* **УСЛОВИЕ ЗАДАЧИ 1**:
Какие строки записей содержат слово «green»? Выпишите каждую такую строку.

* **ИСХОДНЫЙ ОТРЫВОК**:
============

В 1997 году произошло неожиданное приятное событие в моей жизни. Летчик-испытатель Центра летных испытаний на авиабазе ВВС США Эдвардс полковник Терри Томени, с которым мы познакомились годом раньше на приеме делегации с этой базы в моем родном ГНИКИ ВВС в Чкаловской, сообщил мне, что они, узнав обо мне от моих коллег, решили предложить мою кандидатуру в почетные члены Общества летчиков-испытателей-экспериментаторов (SETP). Это в основе своей американское общество, но сейчас оно фактически международное, так как там довольно много членов из других стран. Базируется оно в городке Ланкастер вблизи Лос-Анджелеса.

Терри попросил меня прислать ему мой «послужной список», или, как теперь говорят, «си-ви». Я отправил, и он мне сообщил, что меня включили в число 32 кандидатов. А избрать можно было всего двух. Но вскоре Терри мне написал, что избраны один американский летчик-вертолетчик, а также я. Надо было лететь в Лос-Анджелес для получения диплома.

Я продал недавно выделенный мне на фирме дачный участок и на эти деньги купил билет на самолет. Моя дочь Ашхен, преподаватель английского языка в Московском университете, решила меня сопровождать (сразу же скажу, что она там ни разу не исполняла роль переводчицы для меня – я общался со всеми напрямую, если даже она участвовала в разговоре).

По предложению Володи, сына моего брата Серго, который раньше несколько лет работал в посольстве СССР в США, мы полетели вначале в Сан-Франциско, а на обратном пути залетели в Нью-Йорк (где остановились у нашего хорошего знакомого, пианиста из СССР, Николая Сука). В Сан-Франциско нас по протекции Володи приютили на два дня в российском консульстве. Оттуда по приглашению мы должны были попасть на базу ВВС США Эдвардс, где находится Летно-испытательный центр – аналог нашего Летно-испытательного центра в Ахтубинске. Мы решили поехать на междугороднем автобусе, шедшем в Лос-Анджелес, сойти с него на остановке в маленьком городке, ближайшем к базе Эдвардс (я выбрал его по карте). Сообщил об этом Терри Томени, чтобы он нас там встретил.

============

[Записи с размеченными точками]
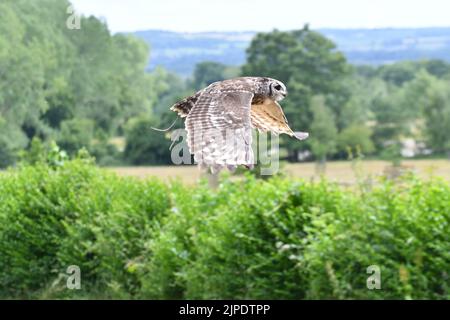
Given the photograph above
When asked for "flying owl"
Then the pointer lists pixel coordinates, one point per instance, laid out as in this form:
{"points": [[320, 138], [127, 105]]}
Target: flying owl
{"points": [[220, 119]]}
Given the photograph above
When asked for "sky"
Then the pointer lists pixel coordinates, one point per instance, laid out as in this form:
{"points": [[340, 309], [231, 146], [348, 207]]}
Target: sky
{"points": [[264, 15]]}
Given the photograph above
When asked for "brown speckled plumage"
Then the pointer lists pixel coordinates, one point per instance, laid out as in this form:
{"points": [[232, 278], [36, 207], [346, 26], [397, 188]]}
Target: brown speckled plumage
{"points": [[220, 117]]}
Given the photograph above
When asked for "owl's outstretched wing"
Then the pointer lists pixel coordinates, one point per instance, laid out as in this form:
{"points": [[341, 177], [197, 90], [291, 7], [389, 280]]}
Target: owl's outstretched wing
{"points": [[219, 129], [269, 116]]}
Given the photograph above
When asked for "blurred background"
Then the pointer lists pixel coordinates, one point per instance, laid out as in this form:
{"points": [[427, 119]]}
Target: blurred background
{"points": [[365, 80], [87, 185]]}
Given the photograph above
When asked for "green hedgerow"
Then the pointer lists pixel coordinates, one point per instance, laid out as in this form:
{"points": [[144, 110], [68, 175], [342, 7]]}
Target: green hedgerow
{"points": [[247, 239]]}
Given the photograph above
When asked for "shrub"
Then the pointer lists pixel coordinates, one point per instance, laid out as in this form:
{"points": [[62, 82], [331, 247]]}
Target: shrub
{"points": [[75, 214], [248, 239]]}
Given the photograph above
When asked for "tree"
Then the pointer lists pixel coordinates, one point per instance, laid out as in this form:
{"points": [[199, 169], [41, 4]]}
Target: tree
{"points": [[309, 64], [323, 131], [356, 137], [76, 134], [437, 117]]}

============

* **УСЛОВИЕ ЗАДАЧИ 2**:
Почему, согласно отрывку о поездке в США, Общество летчиков-испытателей-экспериментаторов (SETP) сейчас фактически международное, хотя в основе своей оно американское?

* **РАЗБОР РЕШЕНИЯ 1**:
When asked for "green hedgerow"
Target: green hedgerow

* **РАЗБОР РЕШЕНИЯ 2**:
В обществе довольно много членов из других стран, поэтому оно сейчас фактически международное.